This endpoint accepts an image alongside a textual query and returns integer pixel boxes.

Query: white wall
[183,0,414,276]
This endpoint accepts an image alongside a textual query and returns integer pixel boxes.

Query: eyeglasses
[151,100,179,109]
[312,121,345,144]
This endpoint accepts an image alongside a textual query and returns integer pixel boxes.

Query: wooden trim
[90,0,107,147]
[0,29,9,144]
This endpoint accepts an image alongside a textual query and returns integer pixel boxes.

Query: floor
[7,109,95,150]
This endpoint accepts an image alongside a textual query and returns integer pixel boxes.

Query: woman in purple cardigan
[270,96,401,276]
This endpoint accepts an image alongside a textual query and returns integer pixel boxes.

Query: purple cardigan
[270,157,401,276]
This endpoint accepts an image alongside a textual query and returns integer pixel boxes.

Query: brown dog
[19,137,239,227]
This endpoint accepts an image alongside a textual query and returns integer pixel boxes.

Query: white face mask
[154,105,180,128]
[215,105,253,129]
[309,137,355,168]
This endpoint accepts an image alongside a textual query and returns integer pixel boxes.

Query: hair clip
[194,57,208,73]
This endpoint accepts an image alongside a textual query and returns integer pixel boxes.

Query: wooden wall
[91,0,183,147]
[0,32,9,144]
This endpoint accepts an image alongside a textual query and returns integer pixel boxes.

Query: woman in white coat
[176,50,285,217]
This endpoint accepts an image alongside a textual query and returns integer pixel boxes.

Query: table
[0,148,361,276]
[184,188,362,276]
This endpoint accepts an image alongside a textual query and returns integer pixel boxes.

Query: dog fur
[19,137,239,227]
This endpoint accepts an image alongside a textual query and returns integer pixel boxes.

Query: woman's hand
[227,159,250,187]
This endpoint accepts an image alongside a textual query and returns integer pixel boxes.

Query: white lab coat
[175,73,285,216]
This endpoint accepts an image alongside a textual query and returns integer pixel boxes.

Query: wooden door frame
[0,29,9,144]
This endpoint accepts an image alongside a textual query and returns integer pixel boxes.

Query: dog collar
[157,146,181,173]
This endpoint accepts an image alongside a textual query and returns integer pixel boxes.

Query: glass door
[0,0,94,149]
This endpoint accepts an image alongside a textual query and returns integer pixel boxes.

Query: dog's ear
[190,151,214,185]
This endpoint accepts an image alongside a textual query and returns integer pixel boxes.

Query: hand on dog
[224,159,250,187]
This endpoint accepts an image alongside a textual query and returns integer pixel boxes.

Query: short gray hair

• **Work required**
List every line of the data above that contains the word "coat", matching case exactly.

• **Answer to this task**
Query: woman in white coat
Query: white lab coat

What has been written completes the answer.